_Selected text_
Dayton Daily News: Boonshoft School of Medicine lands $2.3M to give medical residents additional training

Excerpt

Boonshoft School of Medicine will establish new training experiences for family medicine residents with community partners, like with psychiatrists at Dayton Children’s with the nearly $2.3 million federal award.

Family medicine residents at the Wright State University Boonshoft School of Medicine will receive additional training on caring for the mental and behavioral health needs of children, adolescents and young adults after the university received a nearly $2.3 million federal award.

The five-year award is from the Health Resources and Services Administration. With it, the Boonshoft School of Medicine will establish new training experiences for family medicine residents with community partners, like with psychiatrists at Dayton Children’s. Faculty in the departments of family medicine, pediatrics, and psychiatry will collaborate in the training program.

The training will focus on mental and behavioral health problems, including substance use disorders, suicide prevention, trauma-informed care, and the effects of abuse and gun violence on young people.

“On a national level, there’s really an inadequate number of clinicians to address the mental and behavioral health needs of children, adolescents, and young adults,” said Dr. Paul Hershberger, associate dean for research affairs and professor and director of behavioral health in the Department of Family Medicine.

About a third of the patients that family doctors manage have psychiatric needs, said Dr. Peter Reynolds, associate professor and director of the Family Medicine Residency Program. The common conditions include depression and anxiety. Reynolds said a number of patients also typically have past trauma impacting their well-being and health, both physically and mentally.

_What to do_
1 - According to the article on the medical residency award, which federal agency provided the five-year award?
2 - Print the article on the medical residency award between "Family medicine residents at" and "a nearly $2.3 million federal award.", inclusive.
The records that come next aren't needed for anything asked here.

_Dataset records_
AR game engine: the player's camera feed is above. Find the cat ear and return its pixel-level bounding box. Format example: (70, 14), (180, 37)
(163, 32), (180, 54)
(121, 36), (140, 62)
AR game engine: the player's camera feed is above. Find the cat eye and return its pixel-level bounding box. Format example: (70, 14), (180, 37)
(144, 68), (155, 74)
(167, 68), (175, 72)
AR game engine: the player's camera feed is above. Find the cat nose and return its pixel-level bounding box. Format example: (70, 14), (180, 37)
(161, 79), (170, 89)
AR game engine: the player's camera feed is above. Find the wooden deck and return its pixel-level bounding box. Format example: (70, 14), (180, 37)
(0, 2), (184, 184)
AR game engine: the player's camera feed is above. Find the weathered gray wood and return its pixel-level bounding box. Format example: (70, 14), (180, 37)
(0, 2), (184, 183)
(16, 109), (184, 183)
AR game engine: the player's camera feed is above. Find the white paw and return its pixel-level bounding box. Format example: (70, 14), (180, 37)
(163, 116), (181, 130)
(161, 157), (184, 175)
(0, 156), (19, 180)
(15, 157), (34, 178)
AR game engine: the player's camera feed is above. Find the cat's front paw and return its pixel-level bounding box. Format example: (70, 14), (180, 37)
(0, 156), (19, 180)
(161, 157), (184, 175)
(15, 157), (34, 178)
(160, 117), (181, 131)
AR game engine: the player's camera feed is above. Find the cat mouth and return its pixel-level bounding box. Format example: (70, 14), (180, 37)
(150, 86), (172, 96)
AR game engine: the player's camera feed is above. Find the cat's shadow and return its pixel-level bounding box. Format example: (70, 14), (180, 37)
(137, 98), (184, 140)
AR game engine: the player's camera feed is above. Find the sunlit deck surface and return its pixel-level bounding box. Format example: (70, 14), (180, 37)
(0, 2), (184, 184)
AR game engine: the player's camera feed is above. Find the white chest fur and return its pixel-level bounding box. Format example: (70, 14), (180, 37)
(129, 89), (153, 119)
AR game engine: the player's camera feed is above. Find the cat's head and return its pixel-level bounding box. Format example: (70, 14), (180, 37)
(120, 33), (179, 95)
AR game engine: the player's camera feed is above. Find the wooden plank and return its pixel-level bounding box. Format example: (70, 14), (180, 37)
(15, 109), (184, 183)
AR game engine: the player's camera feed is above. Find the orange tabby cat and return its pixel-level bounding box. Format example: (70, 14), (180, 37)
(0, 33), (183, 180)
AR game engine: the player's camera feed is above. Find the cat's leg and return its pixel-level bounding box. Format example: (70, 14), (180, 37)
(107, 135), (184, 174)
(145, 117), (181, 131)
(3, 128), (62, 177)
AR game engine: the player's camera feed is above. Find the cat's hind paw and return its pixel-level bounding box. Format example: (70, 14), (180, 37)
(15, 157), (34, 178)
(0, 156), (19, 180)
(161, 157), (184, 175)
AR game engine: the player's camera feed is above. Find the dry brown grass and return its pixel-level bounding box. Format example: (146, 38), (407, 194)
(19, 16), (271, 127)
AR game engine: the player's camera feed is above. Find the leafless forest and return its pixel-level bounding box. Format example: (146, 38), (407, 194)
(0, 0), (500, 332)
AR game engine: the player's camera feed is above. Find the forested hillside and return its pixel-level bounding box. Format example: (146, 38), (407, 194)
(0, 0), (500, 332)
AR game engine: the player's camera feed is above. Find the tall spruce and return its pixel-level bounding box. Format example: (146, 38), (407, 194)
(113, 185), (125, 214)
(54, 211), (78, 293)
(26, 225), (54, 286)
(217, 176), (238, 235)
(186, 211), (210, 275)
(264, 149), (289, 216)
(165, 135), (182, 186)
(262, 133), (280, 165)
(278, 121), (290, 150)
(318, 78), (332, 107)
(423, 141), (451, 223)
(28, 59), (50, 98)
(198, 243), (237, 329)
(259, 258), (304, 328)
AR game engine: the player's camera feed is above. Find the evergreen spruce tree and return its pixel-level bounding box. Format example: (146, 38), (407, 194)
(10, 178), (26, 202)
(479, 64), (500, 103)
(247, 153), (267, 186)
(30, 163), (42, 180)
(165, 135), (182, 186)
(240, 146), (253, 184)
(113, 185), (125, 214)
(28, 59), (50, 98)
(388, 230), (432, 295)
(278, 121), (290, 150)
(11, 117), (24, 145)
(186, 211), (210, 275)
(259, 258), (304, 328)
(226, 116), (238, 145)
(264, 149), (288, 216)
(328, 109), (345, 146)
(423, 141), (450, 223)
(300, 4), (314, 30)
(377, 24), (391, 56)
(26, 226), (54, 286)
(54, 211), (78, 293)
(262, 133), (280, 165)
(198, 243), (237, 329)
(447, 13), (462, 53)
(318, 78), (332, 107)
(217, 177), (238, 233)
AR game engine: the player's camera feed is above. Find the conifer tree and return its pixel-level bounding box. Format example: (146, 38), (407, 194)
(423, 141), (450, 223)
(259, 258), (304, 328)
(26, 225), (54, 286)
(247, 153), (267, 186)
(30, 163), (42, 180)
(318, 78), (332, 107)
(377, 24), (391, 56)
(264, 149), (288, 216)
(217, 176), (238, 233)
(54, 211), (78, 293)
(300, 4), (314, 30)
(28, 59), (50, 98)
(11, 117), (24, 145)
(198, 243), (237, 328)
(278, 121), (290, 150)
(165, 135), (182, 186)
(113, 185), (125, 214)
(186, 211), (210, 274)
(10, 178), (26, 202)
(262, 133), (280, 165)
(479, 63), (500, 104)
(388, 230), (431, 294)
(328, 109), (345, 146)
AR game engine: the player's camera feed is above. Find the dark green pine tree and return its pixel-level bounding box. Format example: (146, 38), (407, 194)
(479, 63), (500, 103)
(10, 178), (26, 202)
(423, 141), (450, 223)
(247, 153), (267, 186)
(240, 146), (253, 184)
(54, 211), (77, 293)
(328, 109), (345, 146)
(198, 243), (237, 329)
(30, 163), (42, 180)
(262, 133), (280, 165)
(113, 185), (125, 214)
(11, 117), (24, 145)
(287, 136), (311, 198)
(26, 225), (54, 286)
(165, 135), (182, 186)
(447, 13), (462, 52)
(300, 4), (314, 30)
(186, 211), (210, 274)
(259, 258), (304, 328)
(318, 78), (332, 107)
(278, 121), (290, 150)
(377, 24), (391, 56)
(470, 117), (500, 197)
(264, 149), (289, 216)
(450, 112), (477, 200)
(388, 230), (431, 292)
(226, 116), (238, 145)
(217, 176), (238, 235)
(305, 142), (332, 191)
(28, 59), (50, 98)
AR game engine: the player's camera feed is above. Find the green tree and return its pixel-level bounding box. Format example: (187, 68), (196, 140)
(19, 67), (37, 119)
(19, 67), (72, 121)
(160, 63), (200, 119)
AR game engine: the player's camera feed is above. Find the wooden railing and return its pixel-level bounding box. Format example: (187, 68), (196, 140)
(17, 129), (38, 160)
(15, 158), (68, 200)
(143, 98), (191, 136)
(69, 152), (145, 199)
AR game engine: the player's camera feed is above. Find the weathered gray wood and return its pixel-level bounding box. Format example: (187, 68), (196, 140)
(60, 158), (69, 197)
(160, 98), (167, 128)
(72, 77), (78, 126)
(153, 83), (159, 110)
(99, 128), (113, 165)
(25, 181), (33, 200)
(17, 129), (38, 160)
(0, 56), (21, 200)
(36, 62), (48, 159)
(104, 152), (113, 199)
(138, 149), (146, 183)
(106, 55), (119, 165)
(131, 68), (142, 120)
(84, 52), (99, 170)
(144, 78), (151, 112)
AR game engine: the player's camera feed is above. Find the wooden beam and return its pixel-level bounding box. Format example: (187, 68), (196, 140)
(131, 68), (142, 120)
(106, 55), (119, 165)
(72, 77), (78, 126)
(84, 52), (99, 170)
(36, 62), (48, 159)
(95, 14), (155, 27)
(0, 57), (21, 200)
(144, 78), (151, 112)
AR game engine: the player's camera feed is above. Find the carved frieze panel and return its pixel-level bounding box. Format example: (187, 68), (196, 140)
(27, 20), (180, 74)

_Task-by-task answers_
1 - The Health Resources and Services Administration.

2 -
Family medicine residents at the Wright State University Boonshoft School of Medicine will receive additional training on caring for the mental and behavioral health needs of children, adolescents and young adults after the university received a nearly $2.3 million federal award.